Ten months. One million users. $43 million raised. $185 million valuation. Phia, the AI shopping agent co-founded by Phoebe Gates and Sophia Kianni, launched in April 2025 and closed a $35 million Series A in January 2026, led by Notable Capital with participation from Khosla Ventures and returning investor Kleiner Perkins. For a company with 20 people and no traditional marketing budget, these numbers don't happen by accident.
This is a breakdown of how they did it, the product decisions, GTM choices, distribution mechanics, and business model that made it work.
Key Takeaways
- Build the audience before the product. The Burnouts launched a month before Phia. The podcast audience, the social following, and the media relationships were all in place before the first user signed up.
- Your investor list is a marketing asset. Each check Phia took from a celebrity or operator came with a network. The round itself was designed to generate press. Think about who is investing.
- Zero-friction brand onboarding scales faster than sales-led ones. No upfront fee meant 5,000 brands before they had proof. Once they had proof, the data closed the next 1,200. Start with the model that removes every barrier to entry.
- Find the target customer who is also your audience. Phia's founders and their users are the same person. That alignment made founder-led marketing work at a scale and authenticity that paid media cannot replicate.
- Pivot early, pivot on evidence. The desktop-first assumption was wrong. They found out from 500 users before scaling. That correction, before the seed round, before the launch, before any significant spend, cost almost nothing. Finding the same mistake after Series A would have cost everything.
The Problem Phia Team Was Solving
Gates and Kianni started with personal frustration.
Both avid secondhand shoppers, they realized that buying clothes online meant opening dozens of tabs, cross-referencing prices, guessing at resale value, and ultimately hoping they were making a reasonable decision. "The way people shop online hasn't really changed since Amazon launched," Kianni told Glossy. "You can get anything instantly, but the actual experience hasn't evolved."
The global e-commerce apparel market is projected to reach $1,160.56 billion by 2030, growing at a CAGR of 8.6% from 2022 to 2030. The US secondhand apparel market grew 14% in 2024. Despite that volume, the shopping interface: search, filter, buy was unchanged from 2005.
Their positioning was clear before the product was built: "Google Flights for fashion." One sentence that communicated the product to any target customer who had ever booked a flight and wondered why shopping wasn't that simple.
Infrastructure Behind Better Shopping
Phia is a mobile app and browser extension. It does five things in real time:
- Compares prices across 40,000+ new and secondhand retailers
- Surfaces secondhand alternatives (an Anthropologie dress at $200 → same dress on Poshmark at $80)

**OBJECTIVE 1:**
Please write out, unchanged, the entries starting with the line that contains "Teacher note: indicate the grassy" and going on through the last line of the entries.
The article about Phia and the entries that come next are unrelated material.

**RECORDS SUPPLIED:**
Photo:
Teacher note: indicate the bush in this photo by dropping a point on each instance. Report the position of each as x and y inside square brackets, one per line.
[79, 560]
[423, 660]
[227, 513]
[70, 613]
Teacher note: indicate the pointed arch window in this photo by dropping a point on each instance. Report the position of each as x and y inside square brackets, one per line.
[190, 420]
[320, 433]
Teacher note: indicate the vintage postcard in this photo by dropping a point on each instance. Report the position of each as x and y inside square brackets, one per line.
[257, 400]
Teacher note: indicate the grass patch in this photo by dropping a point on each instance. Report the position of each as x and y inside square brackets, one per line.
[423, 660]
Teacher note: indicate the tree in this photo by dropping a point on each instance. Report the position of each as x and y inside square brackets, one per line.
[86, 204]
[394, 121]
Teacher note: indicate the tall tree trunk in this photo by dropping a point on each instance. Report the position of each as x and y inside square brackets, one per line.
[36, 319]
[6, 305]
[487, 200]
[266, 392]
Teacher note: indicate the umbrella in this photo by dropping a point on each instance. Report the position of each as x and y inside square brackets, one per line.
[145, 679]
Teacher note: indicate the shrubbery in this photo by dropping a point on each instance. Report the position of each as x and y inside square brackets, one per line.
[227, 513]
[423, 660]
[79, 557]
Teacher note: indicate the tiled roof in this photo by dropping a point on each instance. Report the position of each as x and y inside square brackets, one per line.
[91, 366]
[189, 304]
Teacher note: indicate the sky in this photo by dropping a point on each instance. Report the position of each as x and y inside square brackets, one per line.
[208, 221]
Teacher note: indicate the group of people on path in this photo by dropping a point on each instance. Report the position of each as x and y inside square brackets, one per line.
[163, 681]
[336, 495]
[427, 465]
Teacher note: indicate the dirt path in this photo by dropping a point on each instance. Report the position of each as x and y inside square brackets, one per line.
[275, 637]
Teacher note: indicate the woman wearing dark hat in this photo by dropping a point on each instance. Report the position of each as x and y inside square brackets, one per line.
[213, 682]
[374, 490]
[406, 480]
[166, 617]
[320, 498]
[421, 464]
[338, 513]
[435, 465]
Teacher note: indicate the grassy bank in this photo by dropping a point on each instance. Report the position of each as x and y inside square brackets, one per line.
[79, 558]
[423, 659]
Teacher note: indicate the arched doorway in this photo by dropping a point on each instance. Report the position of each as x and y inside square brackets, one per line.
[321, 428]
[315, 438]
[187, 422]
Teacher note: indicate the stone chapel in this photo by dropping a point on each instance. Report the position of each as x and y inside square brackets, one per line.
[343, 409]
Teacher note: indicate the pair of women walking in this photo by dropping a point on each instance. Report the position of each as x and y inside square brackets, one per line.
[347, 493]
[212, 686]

**OBJECTIVE 2:**
Pull out the passage from the article about Phia, word for word, starting with "- Find the target" and going on through "have cost everything.".

**TASK OUTPUT 1:**
Teacher note: indicate the grassy bank in this photo by dropping a point on each instance. Report the position of each as x and y inside square brackets, one per line.
[79, 558]
[423, 659]
Teacher note: indicate the arched doorway in this photo by dropping a point on each instance. Report the position of each as x and y inside square brackets, one per line.
[321, 428]
[315, 438]
[187, 422]
Teacher note: indicate the stone chapel in this photo by dropping a point on each instance. Report the position of each as x and y inside square brackets, one per line.
[343, 409]
Teacher note: indicate the pair of women walking in this photo by dropping a point on each instance. Report the position of each as x and y inside square brackets, one per line.
[347, 493]
[212, 686]

**TASK OUTPUT 2:**
- Find the target customer who is also your audience. Phia's founders and their users are the same person. That alignment made founder-led marketing work at a scale and authenticity that paid media cannot replicate.
- Pivot early, pivot on evidence. The desktop-first assumption was wrong. They found out from 500 users before scaling. That correction, before the seed round, before the launch, before any significant spend, cost almost nothing. Finding the same mistake after Series A would have cost everything.